## [CONSIGNA 1]
¿En qué lugar del delta se instaló el enclave comercial griego con privilegios especiales, según el fragmento sobre la historia de Egipto?
## [CONSIGNA 2]
Prolonga el fragmento sobre la historia de Egipto a partir de su última oración, con el mismo registro.

La historia de Egipto es la más fácil de resumir, ya que queda constancia de poco más que del declive. Se ha calificado a Egipto de «anacronismo de la Edad del Bronce en un mundo que se alejaba cada vez más de ella», y cierta incapacidad para cambiar o adaptarse parece explicar su suerte. Sobrevivió a los primeros ataques de los pueblos que utilizaban el hierro y había vencido a los pueblos del mar al comienzo de la era de la agitación. Pero este fue el último gran logro del Imperio Nuevo; desde entonces, los síntomas son sin lugar a dudas los de una máquina que se va quedando sin cuerda. En el interior, reyes y sacerdotes se disputaban el poder, mientras la soberanía de Egipto más allá de sus fronteras declinaba hasta convertirse en una sombra de sí misma. A un período de dinastías rivales lo siguió brevemente una reunificación que, de nuevo, llevó a un ejército egipcio hasta Palestina, pero a finales del siglo VIII a.C. se había establecido una dinastía de los invasores cushitas que los asirios expulsaron del Bajo Egipto en el 667 a.C. Assurbanipal saqueó Tebas. Con el declive del poder asirio surgió de nuevo un período ilusorio de «independencia» egipcia. Esta vez, pueden verse pruebas de un nuevo mundo al que Egipto debería hacer más concesiones que las políticas, como el establecimiento de una escuela para intérpretes griegos y de un enclave comercial griego con privilegios especiales en Naucratis, en el delta. Después, una vez más, en el siglo VI a.C. Egipto fue derrotado, primero por las fuerzas de Nabucodonosor (588 a.C.) y, sesenta años después, por los persas (525 a.C.), convirtiéndose en provincia de un imperio que fijaría los límites de una nueva síntesis y que, durante siglos, se disputaría la supremacía mundial con las nuevas potencias que aparecerían en el Mediterráneo. No fue el final de la independencia egipcia, pero, desde el siglo IV a.C. hasta el XX, Egipto será gobernado por extranjeros o dinastías inmigrantes, dejando de existir como nación independiente. Los grandes períodos de recuperación egipcia muestran poca vitalidad innata y son señal, por el contrario, de una relajación temporal de las presiones a las que estaba sometida, presiones que al final siempre se reanudaron. La amenaza persa fue la última de ellas y tuvo consecuencias funestas.

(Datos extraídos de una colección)
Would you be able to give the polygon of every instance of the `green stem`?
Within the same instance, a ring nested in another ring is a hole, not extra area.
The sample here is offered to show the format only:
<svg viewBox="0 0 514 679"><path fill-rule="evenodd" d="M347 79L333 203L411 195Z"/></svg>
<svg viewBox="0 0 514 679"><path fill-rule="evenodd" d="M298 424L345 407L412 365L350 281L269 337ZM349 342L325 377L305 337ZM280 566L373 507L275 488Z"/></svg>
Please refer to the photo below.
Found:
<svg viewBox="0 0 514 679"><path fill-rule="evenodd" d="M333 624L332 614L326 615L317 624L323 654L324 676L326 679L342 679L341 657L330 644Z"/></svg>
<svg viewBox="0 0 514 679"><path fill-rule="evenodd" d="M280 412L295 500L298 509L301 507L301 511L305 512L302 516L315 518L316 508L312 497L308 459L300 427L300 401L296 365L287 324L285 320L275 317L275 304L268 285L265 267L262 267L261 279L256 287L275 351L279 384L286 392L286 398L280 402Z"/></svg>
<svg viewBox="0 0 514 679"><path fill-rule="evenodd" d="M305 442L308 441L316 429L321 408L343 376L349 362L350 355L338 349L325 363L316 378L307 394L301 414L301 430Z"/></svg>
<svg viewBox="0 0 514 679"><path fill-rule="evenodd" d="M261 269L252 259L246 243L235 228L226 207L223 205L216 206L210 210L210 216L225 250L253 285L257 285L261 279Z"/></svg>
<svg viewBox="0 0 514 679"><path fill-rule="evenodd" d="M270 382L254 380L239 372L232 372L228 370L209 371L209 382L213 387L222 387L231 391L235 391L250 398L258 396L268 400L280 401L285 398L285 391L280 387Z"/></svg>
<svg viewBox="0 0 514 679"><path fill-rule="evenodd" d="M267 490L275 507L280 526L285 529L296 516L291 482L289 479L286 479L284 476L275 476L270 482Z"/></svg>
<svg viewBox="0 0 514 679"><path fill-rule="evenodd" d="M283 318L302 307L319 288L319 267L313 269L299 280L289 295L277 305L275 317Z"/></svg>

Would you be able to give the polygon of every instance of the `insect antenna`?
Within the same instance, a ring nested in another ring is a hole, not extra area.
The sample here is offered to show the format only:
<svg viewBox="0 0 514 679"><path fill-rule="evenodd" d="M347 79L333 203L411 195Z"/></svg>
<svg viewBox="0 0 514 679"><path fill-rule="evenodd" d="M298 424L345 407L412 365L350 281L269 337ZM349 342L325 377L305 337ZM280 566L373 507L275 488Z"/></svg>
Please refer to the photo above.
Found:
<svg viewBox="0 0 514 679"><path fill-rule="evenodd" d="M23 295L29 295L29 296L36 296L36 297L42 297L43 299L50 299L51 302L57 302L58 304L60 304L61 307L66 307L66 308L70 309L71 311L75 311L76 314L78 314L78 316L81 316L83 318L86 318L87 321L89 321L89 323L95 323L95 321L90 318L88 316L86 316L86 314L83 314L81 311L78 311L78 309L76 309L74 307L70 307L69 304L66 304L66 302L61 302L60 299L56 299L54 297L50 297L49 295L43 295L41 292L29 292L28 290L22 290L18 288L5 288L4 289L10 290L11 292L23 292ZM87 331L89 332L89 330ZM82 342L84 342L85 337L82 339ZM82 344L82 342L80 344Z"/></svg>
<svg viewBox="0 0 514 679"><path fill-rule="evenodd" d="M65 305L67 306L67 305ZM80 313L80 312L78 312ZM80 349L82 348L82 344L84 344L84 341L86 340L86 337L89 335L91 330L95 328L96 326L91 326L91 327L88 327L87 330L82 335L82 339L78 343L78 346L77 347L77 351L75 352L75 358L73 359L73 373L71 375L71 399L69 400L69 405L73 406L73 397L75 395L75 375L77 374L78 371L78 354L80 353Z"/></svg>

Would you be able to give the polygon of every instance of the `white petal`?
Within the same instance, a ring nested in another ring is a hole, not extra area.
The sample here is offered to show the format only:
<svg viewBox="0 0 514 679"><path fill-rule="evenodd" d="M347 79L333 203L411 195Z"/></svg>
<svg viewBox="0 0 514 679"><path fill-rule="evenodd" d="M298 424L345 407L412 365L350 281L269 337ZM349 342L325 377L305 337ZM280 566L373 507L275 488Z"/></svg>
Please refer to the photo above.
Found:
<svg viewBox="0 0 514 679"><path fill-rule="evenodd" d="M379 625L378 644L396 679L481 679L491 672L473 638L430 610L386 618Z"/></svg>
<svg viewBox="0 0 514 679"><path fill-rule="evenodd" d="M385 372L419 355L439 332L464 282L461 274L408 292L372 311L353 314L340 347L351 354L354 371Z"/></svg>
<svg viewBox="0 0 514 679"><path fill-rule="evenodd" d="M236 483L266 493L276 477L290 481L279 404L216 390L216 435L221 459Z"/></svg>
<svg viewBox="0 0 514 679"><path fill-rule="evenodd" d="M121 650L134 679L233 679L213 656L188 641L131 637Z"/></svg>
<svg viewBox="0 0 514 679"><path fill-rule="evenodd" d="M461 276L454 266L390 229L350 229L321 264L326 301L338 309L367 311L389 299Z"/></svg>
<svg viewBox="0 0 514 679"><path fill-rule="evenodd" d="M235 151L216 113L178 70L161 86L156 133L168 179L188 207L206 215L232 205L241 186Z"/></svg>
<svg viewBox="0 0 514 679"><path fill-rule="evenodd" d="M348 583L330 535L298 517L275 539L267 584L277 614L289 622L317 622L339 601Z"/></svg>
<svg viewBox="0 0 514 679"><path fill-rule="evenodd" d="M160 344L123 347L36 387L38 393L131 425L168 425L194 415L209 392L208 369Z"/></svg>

## [RESPUESTA 1]
En Naucratis.

## [RESPUESTA 2]
Una vez más, el punto de partida es una migración. En la alta meseta que constituye el corazón del moderno Irán, había ya asentamientos en el 5000 a.C., pero la palabra Irán (que no aparece hasta alrededor del 600 d.C.) significa en su forma más antigua «tierra de los arios», y es en torno al 1000 a.C., con una irrupción de tribus arias del norte, cuando comienza la historia del imperio persa. En Irán, al igual que en la India, el impacto de los arios sería indeleble y fundó una tradición de larga duración. De entre sus tribus, dos fueron especialmente vigososas y poderosas, y han sido recordadas por sus nombres bíblicos: los medos y los persas. Los medos se desplazaron hacia el oeste y hacia el noroeste hasta Media; su gran era llegó a principios del siglo VI a.C. después de derrotar a Asiria, su vecina. Los persas se dirigieron hacia el sur, hacia el golfo Pérsico, y se establecieron en Juzistán (junto al valle del Tigris y en el antiguo reino de Elam) y en Fars, la Persia de los antiguos.